## Extrait source
● ● ● ● ●

Changé quelques jours plus tôt, le programme met côte à côte des œuvres très dissemblables. Ce qui aurait dû être un programme Ravel, se transforme en programme Beethoven – Ravel.
Maria João Pires
, pianiste portugaise que l’on ne présente plus, vient régulièrement jouer à Paris où le public l’accueille toujours chaleureusement. La salle est d’ailleurs pleine. Premier concerto réel de Beethoven dont certains mouvements furent esquissés avant l’âge de vingt ans, il est écrit pour un orchestre réduit, sans timbales. On se demande alors pourquoi proposer un orchestre de trente-huit cordes (vingt violons et quatre contrebasses) lorsqu’à peine plus de la moitié aurait été suffisante. Du parterre, la sonorité semble noyée dans cette épaisseur.
Riccardo Chailly prend un tempo peu enlevé et la soliste, à son entrée, semble vouloir accélérer. N’est-elle pas vraiment à l’aise ? Les traits et trilles sont précipités, et son jeu, notamment de pédales, est nerveux.
La belle cadence d’une écriture fortement contrastée que Beethoven compose quelques années plus tard lui permet de mieux libérer une expression pénétrante jusqu’alors contenue.
Le deuxième mouvement nous donne la possibilité de mieux apprécier les qualités de toucher qui ont fait la réputation de Maria João Pires dans le répertoire mozartien. Si la ligne orchestrale est toujours peu définie, le magnifique phrasé pianissimo de la pianiste est magnifique. La fameuse coda notée con gran espressione dans un silence presque religieux est admirable.
Le troisième mouvement est heureusement enchaîné par la pianiste. C’est un Rondo plus relevé mais toujours sans mordant. Très applaudi, l’ensemble des musiciens donne en bis l’Adagio du Concerto en Fa mineur de Bach.

● ● ● ● ●

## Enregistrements
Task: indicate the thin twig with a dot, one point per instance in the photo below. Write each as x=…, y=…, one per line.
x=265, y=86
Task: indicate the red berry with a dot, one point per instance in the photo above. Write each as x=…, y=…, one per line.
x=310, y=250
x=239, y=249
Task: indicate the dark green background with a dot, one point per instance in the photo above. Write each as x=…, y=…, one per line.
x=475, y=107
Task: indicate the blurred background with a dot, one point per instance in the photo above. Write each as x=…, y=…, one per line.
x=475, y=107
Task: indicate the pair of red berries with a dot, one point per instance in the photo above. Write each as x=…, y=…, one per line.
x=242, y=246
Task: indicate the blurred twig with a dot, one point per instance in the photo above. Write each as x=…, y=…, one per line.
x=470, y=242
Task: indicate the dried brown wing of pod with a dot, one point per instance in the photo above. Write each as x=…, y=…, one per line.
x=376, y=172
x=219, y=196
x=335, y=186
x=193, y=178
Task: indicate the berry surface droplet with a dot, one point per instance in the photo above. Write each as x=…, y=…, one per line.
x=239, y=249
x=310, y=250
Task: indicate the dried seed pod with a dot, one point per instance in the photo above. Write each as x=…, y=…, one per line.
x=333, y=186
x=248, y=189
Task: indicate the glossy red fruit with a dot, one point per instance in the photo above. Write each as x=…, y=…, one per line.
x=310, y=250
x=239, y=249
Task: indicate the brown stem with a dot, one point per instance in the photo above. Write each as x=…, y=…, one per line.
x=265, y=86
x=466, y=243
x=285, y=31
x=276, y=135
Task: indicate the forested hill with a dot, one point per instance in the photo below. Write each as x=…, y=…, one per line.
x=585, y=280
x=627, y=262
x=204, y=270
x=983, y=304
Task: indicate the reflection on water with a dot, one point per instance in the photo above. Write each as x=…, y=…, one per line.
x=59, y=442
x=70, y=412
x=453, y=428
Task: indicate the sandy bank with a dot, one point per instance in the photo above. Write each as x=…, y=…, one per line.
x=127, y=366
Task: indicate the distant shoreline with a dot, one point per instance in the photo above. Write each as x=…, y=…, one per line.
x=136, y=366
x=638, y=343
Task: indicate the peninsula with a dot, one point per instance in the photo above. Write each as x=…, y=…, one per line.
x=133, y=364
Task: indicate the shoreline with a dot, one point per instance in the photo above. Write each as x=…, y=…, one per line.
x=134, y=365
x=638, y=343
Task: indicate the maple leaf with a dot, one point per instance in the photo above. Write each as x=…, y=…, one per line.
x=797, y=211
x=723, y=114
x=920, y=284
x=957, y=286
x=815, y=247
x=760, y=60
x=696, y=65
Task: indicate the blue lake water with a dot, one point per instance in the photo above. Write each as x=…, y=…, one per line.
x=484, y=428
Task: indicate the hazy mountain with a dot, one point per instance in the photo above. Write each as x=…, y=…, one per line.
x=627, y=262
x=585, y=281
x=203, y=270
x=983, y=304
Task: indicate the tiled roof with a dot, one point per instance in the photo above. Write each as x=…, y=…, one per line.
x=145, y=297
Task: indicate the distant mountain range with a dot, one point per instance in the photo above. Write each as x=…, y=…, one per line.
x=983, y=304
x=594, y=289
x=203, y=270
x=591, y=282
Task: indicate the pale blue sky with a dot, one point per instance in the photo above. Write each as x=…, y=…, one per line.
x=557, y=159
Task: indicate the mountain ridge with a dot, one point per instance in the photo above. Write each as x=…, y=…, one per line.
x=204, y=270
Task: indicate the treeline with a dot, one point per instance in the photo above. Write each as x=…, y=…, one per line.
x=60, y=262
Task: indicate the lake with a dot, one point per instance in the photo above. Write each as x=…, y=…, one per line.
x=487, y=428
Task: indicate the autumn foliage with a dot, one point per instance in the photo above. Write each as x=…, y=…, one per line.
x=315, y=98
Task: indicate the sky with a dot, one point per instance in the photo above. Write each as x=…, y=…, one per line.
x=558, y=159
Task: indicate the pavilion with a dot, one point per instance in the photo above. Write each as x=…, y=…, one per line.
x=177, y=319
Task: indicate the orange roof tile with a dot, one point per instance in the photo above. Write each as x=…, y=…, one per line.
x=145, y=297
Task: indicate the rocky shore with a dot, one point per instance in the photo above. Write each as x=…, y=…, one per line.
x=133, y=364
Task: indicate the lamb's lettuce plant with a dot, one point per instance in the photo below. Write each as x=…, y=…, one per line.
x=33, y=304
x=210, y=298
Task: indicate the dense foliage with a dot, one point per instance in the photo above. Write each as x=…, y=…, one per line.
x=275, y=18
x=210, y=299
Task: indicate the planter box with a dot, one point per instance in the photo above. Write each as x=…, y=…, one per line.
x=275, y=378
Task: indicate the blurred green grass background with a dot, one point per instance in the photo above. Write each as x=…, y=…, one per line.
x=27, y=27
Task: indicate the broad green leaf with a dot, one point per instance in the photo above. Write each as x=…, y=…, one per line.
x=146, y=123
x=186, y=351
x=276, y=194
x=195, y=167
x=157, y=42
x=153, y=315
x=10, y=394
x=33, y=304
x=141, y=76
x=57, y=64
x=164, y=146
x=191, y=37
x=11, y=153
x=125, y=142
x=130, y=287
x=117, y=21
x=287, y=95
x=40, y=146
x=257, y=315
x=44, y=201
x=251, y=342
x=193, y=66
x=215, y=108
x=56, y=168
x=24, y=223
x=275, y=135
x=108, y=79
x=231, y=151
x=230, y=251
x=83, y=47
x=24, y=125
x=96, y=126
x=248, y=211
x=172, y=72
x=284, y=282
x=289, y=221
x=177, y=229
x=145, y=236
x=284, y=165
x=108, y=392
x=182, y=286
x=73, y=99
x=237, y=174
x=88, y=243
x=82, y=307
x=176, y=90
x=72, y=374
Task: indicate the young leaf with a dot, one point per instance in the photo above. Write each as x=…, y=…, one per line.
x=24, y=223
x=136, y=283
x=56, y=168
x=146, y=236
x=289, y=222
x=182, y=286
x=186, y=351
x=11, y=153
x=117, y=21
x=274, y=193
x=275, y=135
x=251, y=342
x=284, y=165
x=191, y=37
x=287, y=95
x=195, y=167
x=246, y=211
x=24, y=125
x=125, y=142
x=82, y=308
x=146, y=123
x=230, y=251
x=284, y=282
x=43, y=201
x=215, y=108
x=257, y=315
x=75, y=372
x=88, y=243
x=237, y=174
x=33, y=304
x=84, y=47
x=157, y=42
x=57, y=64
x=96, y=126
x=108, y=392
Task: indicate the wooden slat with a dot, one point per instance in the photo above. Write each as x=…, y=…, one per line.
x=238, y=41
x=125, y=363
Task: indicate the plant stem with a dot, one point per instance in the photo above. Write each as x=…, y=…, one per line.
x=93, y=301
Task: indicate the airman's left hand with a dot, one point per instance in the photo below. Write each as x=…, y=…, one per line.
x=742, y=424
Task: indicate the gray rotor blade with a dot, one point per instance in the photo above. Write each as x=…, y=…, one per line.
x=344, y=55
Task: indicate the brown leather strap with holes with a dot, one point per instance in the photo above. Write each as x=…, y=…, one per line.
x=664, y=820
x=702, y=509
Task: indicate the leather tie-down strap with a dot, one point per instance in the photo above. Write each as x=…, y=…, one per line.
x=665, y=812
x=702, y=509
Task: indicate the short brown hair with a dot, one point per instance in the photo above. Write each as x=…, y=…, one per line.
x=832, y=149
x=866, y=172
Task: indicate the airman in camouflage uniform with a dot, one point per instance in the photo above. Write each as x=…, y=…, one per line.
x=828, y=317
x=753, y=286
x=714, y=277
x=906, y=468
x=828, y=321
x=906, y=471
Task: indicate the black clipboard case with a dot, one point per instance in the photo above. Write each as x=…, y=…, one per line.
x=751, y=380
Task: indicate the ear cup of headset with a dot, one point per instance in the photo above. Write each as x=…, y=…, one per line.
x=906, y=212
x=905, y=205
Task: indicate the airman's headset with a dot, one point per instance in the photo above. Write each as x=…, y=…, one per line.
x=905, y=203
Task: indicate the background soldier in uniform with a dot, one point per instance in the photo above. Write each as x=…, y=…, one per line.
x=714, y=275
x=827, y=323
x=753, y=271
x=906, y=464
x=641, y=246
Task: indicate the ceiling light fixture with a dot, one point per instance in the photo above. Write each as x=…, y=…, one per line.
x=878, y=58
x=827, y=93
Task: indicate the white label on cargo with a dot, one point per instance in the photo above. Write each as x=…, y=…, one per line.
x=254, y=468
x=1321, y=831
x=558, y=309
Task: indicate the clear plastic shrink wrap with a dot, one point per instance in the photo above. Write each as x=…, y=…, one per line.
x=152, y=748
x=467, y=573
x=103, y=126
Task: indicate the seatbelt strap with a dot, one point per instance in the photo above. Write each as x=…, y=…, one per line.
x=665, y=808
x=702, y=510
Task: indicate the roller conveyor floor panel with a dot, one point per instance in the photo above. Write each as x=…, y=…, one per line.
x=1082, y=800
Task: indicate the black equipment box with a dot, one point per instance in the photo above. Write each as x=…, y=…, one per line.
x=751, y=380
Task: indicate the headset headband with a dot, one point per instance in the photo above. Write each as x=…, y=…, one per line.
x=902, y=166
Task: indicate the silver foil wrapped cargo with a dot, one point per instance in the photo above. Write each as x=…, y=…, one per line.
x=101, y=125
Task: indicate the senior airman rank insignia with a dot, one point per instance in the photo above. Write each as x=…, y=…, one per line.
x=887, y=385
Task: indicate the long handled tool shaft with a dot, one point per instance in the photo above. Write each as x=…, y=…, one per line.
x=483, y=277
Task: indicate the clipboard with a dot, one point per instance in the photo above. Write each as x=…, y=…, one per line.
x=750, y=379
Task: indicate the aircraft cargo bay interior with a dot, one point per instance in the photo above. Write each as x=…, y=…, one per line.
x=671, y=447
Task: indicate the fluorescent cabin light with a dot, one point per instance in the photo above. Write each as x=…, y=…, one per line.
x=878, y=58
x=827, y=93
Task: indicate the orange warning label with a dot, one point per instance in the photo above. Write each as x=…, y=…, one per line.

● ● ● ● ●

## Consigne 1
Recopiez la critique du concert depuis "Changé quelques jours" jusqu'à "Beethoven – Ravel." en substituant "pièces" à "œuvres".
## Consigne 2
Reprenez, s'il vous plaît, la critique du concert de Maria João Pires à la suite de sa dernière phrase.

## Réponse finale 1
Changé quelques jours plus tôt, le programme met côte à côte des pièces très dissemblables. Ce qui aurait dû être un programme Ravel, se transforme en programme Beethoven – Ravel.

## Réponse finale 2
Les Créatures de Prométhée ont préalablement ouvert le concert. Nous remarquons la présence de dix cordes supplémentaires. Démarrées d’un énergique coup de talon du chef, la sonorité est également un peu perdue.
Daphnis et Chloé est donné en version intégrale, ce qui se fait aujourd’hui de moins en mois rarement, les deux suites étant par ailleurs toujours habituellement jouées. Composé de trois Tableaux, le premier, le plus long, a un caractère fortement morcelé. À l’exception de son Nocturne final, aucune de ses danses n’est reprise dans une des deux Suites. L’orchestre est gigantesque : soixante-dix cordes, bois et cuivres par quatre, huit percussionnistes, plus d’une centaine de choristes. Bien que le chef soit très mobile sur son estrade, on note le peu d’amplitude de l’Introduction et le tempo trop lent de la Danse générale et de la Danse grotesque de Dorcon. La Danse légère et gracieuse de Daphnis ne s’envole pas.
Puis le Nocturne révèle de très belle sonorités. Dans l’Interlude, le choeur a capella est accompagné des instruments à vent dans une tradition qui remonte à Pierre Monteux. Les deux dernières danses du deuxième Tableau sont puissantes et pleines de contrastes.
Enfin, le troisième Tableau correspond à la deuxième Suite si fréquemment jouée (par cet orchestre, onze fois entre 2002 et 2008 sous la baguette d’Eschenbach). Le résultat est époustouflant. Le crescendo final est somptueux et haletant. L’orchestre est magnifique de cohésion.
Bref, ces retrouvailles furent une simple reprise de contact que l’on espère fructueuse à l’avenir.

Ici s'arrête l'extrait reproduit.